QUÉ SE PIDE:
1) Según el fragmento del documento, ¿por qué Juan se había quedado en el departamento de una amiga?
2) En los registros, renombra "sample" como "example" y copia sin otros cambios las líneas desde la que contiene "Query: blue and white bus" hasta la que contiene "Give the mask of the blue", ambas incluidas.

FRAGMENTO DEL DOCUMENTO:
________

Uno de sus poemas, dice:

Murió esa canción
Que decía que el hombre libre
Nacería en esta puta nación.

Y así creció
mi triste generación
dando pasos entre lágrimas y desesperación

escuchando punk rock
vaciando el dolor
en un vaso de alcohol

escuchando punk rock
vaciando el dolor
en un vaso de alcohol

Y así murió
En esta historia
ese puñado de sueños
que un tiempo atrás:
iluminaba nuestros ojos de niños
y aunque te quiero y me quieres
ya nada es igual

Tus labios ya no saben
A miel más que a tabaco
Podría morir esperando
Alguna explicación…

***

Los recuerdos comienzan a los diez, once, doce años. Juan Carlos se quedaba fuera de la casa junto a su hermano, mientras un grupo de carabineros allanaba las pertenencias de su familia y otro grupo los vigilaba a ellos. Las manos por lo general ocupadas por un arma larga, los ojos clavados en las caras de los niños y las mujeres.

–Eran actos violentos. Entraban en las casas, en los campos, y uno podía darse cuenta de que la llegada era violenta. Y se empezó a hacer costumbre o naturalizar, durante los primeros años y quizás creo que hasta la adolescencia, allanamientos así con treinta funcionarios, cincuenta funcionarios de Carabineros.

–Y la actitud era intimidatoria.

–Sí. Y el vocabulario también. Vocabulario intenso, vulgar. Muchas veces también tenían comentarios racistas.

Conversábamos en el comedor de un departamento ubicado cerca de la calle en la que se había organizado el homenaje a Catrileo el día anterior. Allí vivía una amiga de Juan. Él se había quedado porque su comunidad vive en el campo, lejos de la ciudad de Temuco, y esa tarde debía partir de regreso a Concepción, donde estudia Geología gracias a una beca por excelencia académica. Tenía veintiocho años en ese momento, el pelo negro y largo, desbordando los hombros, y marcaba distancia ante cualquier tipo de broma o comentario ocasional. En el evento le había preguntado si podía llevarme a conocer su comunidad y él respondió que no de manera tajante. «No te conocemos», dijo. Luego agregó, en un tono más amistoso, que no le interesaba difundir información sobre la comunidad y sus condiciones de vida, y que incluso podría ser riesgoso. «Todavía tenemos mucho trabajo que hacer hacia dentro», saldó.

________

EXTRACTOS DE REGISTROS:
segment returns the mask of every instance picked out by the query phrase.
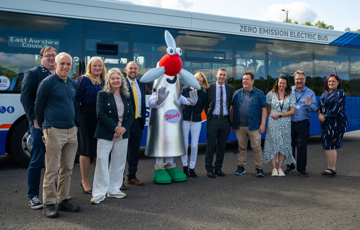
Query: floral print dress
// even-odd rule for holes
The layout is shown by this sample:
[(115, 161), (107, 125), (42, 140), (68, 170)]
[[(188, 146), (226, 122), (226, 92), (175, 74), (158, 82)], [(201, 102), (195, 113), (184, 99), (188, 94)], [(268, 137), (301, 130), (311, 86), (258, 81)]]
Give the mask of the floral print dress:
[[(276, 96), (276, 94), (270, 92), (266, 96), (266, 103), (271, 105), (271, 110), (267, 122), (265, 143), (264, 145), (264, 163), (270, 162), (278, 153), (285, 156), (283, 165), (296, 164), (293, 157), (291, 147), (291, 117), (281, 117), (276, 119), (271, 118), (273, 114), (278, 114), (289, 111), (289, 107), (294, 107), (296, 100), (294, 94), (288, 95), (284, 100), (283, 109), (280, 107), (280, 102)], [(279, 162), (278, 155), (276, 162)]]

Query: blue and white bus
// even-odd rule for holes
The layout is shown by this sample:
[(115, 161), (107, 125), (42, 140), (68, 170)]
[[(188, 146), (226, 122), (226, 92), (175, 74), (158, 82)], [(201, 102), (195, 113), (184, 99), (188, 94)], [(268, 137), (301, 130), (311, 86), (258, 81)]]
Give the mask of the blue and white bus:
[[(183, 68), (202, 71), (213, 82), (217, 69), (225, 67), (227, 83), (235, 90), (242, 87), (245, 71), (255, 73), (255, 86), (266, 94), (276, 78), (301, 69), (306, 73), (306, 86), (319, 97), (325, 78), (337, 73), (348, 96), (348, 131), (360, 129), (359, 34), (114, 0), (14, 0), (0, 5), (0, 155), (12, 154), (21, 164), (29, 163), (21, 85), (25, 70), (40, 63), (41, 48), (50, 45), (69, 54), (74, 78), (84, 73), (94, 56), (102, 57), (108, 69), (123, 69), (134, 60), (141, 77), (166, 53), (165, 30), (183, 51)], [(206, 142), (204, 115), (203, 119), (201, 143)], [(316, 114), (310, 122), (310, 134), (319, 135)], [(228, 140), (235, 140), (231, 133)]]

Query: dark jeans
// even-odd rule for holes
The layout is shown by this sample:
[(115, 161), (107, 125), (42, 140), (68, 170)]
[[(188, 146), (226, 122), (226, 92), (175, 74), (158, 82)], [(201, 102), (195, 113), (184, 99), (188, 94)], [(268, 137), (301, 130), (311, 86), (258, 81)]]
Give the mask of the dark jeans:
[[(307, 139), (309, 138), (310, 122), (308, 119), (301, 121), (291, 122), (291, 146), (293, 156), (296, 159), (296, 169), (305, 170), (307, 161)], [(295, 148), (297, 152), (295, 158)], [(291, 166), (295, 168), (293, 164)]]
[(128, 180), (136, 178), (140, 144), (143, 138), (142, 124), (143, 123), (144, 120), (142, 117), (135, 119), (129, 130), (130, 138), (127, 145), (127, 164), (129, 172), (127, 175)]
[[(225, 153), (225, 146), (231, 125), (228, 118), (221, 119), (211, 117), (206, 123), (206, 136), (207, 144), (205, 157), (205, 167), (207, 171), (221, 170)], [(216, 139), (217, 142), (216, 142)], [(216, 157), (214, 166), (212, 162), (216, 148)]]
[(45, 144), (42, 141), (42, 130), (33, 125), (30, 126), (31, 135), (31, 160), (27, 169), (27, 196), (32, 198), (39, 195), (41, 169), (45, 160)]

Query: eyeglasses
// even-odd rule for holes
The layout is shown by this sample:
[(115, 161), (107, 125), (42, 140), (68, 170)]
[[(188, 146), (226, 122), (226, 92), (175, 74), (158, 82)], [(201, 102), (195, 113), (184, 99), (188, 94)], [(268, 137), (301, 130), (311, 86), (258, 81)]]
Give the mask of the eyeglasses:
[(305, 80), (305, 78), (296, 78), (295, 80), (296, 81), (303, 81)]
[(46, 59), (50, 59), (50, 57), (53, 57), (53, 58), (55, 58), (55, 57), (56, 57), (56, 54), (54, 54), (53, 55), (42, 55), (42, 57), (45, 57), (45, 58)]

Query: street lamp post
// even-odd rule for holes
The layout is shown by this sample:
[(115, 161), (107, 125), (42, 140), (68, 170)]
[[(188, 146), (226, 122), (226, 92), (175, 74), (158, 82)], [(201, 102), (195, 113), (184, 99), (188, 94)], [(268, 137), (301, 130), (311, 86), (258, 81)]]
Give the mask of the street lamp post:
[(288, 13), (289, 13), (289, 11), (287, 10), (285, 11), (285, 10), (281, 10), (282, 11), (283, 11), (286, 13), (286, 23), (288, 23)]

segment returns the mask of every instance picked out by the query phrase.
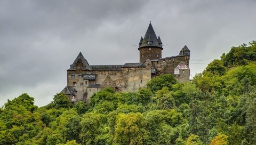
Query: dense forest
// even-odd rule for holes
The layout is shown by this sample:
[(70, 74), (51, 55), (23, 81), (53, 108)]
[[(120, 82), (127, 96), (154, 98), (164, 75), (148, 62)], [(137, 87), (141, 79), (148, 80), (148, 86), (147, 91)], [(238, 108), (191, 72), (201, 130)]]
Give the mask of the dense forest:
[(0, 109), (0, 144), (256, 144), (256, 42), (233, 47), (192, 82), (155, 77), (90, 103), (63, 93), (38, 108), (22, 94)]

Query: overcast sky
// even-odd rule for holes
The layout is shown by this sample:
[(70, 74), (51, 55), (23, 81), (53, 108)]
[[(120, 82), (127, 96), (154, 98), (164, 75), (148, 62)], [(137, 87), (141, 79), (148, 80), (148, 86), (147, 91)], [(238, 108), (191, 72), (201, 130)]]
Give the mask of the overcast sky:
[(0, 1), (0, 106), (21, 93), (50, 103), (79, 52), (90, 65), (138, 62), (149, 21), (162, 57), (191, 51), (201, 72), (232, 46), (256, 40), (256, 1)]

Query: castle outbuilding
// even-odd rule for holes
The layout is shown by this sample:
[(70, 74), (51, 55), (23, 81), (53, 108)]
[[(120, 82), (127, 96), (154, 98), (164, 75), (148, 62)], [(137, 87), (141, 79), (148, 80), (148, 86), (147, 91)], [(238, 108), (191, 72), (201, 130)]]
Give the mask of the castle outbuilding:
[(72, 102), (89, 102), (94, 93), (105, 87), (116, 92), (135, 92), (161, 74), (172, 74), (180, 82), (189, 81), (190, 50), (185, 45), (179, 55), (162, 58), (162, 42), (151, 22), (138, 49), (140, 62), (123, 65), (90, 65), (80, 52), (67, 70), (67, 86), (62, 92)]

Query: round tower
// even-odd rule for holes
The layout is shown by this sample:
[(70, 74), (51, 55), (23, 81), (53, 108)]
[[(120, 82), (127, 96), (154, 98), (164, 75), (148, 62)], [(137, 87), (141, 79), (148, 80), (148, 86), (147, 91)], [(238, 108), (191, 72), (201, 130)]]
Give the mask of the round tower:
[(160, 37), (156, 37), (150, 22), (144, 38), (141, 37), (139, 43), (138, 50), (140, 51), (140, 62), (143, 63), (147, 59), (161, 58), (163, 49)]

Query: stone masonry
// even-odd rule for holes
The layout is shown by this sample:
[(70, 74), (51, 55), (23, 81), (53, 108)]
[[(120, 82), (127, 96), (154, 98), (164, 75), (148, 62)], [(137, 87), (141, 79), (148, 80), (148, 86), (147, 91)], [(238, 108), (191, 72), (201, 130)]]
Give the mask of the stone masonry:
[(67, 70), (67, 86), (62, 90), (72, 102), (89, 102), (94, 93), (106, 87), (116, 92), (135, 92), (147, 82), (164, 74), (173, 75), (181, 82), (189, 80), (190, 50), (185, 46), (179, 55), (162, 58), (160, 37), (151, 23), (139, 43), (139, 63), (123, 65), (90, 65), (80, 52)]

________

RESPUESTAS:
1) Porque su comunidad vive en el campo, lejos de la ciudad de Temuco, y esa tarde debía regresar a Concepción, donde estudia Geología.

2)
Query: blue and white bus
// even-odd rule for holes
The layout is shown by this example:
[(115, 161), (107, 125), (42, 140), (68, 170)]
[[(188, 146), (226, 122), (226, 92), (175, 74), (158, 82)], [(201, 102), (195, 113), (184, 99), (188, 94)], [(268, 137), (301, 130), (311, 86), (258, 81)]]
Give the mask of the blue and white bus:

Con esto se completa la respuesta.